▸ **Work required**
When you find the line with "# pin a point on each instance of the dark trousers;" among the records below, reproduce it and each line after it exactly, ending with the line with "# Target: green pitch".

▸ **Exercise input**
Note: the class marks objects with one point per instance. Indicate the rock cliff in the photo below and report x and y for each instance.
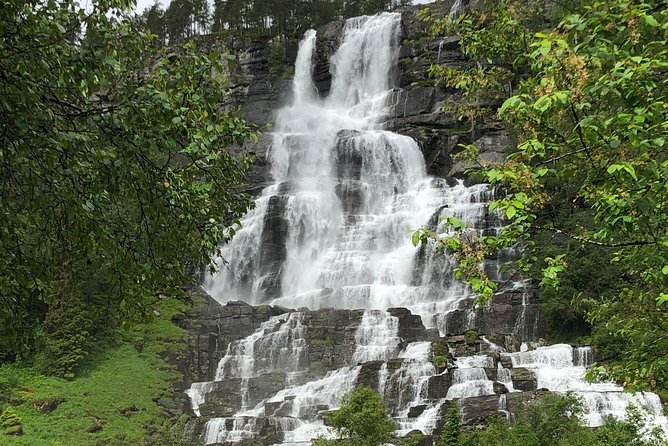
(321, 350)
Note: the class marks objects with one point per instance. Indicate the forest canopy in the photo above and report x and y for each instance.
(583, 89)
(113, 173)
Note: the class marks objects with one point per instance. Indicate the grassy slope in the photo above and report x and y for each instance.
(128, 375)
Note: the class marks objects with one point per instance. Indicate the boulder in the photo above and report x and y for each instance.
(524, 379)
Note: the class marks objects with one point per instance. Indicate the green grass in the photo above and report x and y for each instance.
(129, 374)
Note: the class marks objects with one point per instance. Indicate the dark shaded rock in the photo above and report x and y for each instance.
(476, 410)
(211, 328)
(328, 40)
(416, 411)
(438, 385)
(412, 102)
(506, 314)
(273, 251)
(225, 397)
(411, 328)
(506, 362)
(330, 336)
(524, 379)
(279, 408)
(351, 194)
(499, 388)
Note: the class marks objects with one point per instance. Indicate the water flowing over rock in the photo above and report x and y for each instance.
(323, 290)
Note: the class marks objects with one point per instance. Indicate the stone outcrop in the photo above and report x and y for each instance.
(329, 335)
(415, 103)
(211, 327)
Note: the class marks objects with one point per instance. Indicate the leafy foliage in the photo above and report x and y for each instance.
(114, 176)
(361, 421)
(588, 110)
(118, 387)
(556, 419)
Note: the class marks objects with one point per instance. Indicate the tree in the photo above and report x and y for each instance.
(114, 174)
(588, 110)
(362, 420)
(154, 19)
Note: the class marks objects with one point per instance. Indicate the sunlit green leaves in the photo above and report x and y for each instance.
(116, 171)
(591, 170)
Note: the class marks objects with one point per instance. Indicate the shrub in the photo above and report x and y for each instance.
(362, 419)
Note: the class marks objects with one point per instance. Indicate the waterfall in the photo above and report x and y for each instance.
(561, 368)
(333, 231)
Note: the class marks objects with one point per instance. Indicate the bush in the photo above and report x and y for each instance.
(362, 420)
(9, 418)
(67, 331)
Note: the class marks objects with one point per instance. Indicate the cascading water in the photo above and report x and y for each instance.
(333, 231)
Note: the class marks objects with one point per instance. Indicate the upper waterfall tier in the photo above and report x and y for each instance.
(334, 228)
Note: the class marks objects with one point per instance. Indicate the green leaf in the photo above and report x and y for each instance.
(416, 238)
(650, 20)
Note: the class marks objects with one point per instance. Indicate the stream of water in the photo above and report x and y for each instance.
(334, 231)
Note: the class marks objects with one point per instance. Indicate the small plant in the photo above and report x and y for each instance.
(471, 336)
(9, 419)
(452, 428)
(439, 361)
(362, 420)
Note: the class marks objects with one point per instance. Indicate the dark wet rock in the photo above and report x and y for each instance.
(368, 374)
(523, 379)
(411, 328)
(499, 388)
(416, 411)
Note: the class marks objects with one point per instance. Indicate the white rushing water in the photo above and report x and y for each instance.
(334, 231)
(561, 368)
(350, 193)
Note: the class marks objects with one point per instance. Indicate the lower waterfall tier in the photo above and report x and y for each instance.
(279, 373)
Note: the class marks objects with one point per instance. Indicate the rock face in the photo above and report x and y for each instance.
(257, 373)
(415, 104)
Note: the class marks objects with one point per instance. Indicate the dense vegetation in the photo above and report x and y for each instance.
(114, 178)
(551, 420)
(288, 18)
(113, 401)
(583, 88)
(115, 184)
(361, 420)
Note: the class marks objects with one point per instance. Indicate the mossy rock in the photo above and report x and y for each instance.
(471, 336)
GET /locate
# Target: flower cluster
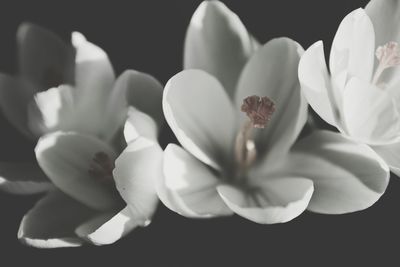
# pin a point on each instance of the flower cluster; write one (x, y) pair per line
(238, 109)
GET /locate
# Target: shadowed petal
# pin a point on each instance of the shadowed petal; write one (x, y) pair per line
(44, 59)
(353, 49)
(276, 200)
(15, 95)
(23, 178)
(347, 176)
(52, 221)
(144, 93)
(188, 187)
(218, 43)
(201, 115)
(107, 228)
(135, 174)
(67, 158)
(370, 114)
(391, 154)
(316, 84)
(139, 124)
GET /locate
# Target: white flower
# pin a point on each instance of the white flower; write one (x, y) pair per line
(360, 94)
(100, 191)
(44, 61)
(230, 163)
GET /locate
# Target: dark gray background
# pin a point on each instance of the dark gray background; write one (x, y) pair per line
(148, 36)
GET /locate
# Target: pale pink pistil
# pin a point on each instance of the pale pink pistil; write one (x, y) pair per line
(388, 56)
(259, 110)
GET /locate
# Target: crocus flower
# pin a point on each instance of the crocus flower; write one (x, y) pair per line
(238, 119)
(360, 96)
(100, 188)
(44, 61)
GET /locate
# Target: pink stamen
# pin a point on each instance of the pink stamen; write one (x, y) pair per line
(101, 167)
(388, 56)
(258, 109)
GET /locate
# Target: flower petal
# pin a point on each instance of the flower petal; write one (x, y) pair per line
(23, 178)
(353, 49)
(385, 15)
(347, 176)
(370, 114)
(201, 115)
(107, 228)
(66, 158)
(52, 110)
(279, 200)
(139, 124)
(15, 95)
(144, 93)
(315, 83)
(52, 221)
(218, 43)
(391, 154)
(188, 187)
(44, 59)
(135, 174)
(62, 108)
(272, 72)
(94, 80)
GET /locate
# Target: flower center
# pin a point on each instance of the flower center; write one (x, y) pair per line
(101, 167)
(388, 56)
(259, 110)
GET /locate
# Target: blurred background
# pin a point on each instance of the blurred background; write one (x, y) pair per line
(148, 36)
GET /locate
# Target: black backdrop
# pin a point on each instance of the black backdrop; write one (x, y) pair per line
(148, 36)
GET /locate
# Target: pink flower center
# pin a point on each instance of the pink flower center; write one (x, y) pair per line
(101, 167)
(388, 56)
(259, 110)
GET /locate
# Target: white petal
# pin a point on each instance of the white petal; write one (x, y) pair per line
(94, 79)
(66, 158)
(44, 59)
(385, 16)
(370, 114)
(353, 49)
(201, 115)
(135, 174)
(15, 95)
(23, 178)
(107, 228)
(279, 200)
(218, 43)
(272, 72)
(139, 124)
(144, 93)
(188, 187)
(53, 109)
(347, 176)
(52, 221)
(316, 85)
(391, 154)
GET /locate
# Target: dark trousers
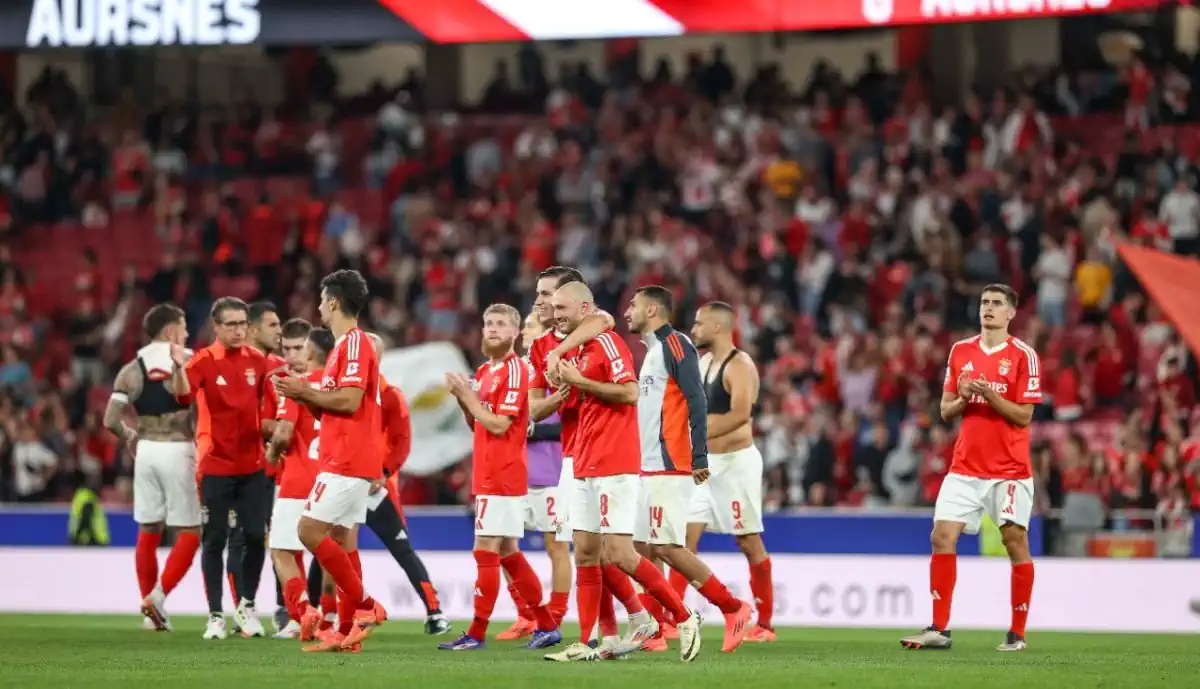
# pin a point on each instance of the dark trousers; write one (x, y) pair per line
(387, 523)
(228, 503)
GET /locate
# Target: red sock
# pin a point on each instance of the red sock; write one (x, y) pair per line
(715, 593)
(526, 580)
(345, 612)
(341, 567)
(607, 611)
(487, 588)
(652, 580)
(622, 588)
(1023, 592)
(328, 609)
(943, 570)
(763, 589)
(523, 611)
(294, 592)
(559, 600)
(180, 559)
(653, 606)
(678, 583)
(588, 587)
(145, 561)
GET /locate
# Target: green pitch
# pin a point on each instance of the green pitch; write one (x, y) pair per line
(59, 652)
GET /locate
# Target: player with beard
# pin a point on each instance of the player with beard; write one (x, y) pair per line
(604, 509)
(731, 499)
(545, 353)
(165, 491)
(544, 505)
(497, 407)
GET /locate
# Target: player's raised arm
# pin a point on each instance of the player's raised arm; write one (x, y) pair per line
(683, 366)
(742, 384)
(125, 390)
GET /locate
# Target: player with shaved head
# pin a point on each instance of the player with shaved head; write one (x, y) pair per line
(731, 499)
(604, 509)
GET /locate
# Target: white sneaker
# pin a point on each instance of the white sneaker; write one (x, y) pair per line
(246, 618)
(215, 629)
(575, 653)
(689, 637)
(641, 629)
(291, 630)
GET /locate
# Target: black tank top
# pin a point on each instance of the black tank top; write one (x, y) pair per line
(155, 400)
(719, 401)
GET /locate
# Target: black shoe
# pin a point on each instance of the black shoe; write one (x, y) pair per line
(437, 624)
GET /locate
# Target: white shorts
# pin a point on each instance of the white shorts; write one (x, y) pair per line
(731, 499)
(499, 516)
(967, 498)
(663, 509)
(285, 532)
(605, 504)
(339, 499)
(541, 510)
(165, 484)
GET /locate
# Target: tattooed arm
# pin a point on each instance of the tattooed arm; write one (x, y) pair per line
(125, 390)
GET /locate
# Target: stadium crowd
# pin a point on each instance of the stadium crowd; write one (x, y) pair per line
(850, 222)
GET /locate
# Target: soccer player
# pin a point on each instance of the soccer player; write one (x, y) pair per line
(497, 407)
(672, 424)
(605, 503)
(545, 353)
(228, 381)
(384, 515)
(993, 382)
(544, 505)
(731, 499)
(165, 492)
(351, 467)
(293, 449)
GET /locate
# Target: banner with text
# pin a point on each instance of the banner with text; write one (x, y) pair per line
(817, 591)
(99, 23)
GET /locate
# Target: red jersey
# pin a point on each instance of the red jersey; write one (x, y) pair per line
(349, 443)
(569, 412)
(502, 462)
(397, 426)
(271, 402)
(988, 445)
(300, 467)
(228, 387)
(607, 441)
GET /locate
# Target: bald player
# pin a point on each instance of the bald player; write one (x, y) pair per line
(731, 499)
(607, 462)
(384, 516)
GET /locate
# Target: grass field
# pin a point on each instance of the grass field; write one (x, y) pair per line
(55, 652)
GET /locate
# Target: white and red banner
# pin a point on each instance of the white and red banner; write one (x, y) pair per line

▸ **Solution to this problem**
# pin a point on each instance of the dark trousers; write one (x, y) pair per line
(387, 523)
(228, 503)
GET /locate
# Target: red sock
# pin a point on each instance of the red sock; write one (x, y) pair per line
(715, 593)
(526, 580)
(345, 612)
(341, 567)
(607, 611)
(487, 588)
(652, 580)
(622, 588)
(1023, 592)
(328, 609)
(943, 570)
(763, 589)
(523, 611)
(294, 592)
(559, 600)
(180, 559)
(653, 606)
(678, 583)
(588, 587)
(145, 561)
GET /locate
# Target: green pitch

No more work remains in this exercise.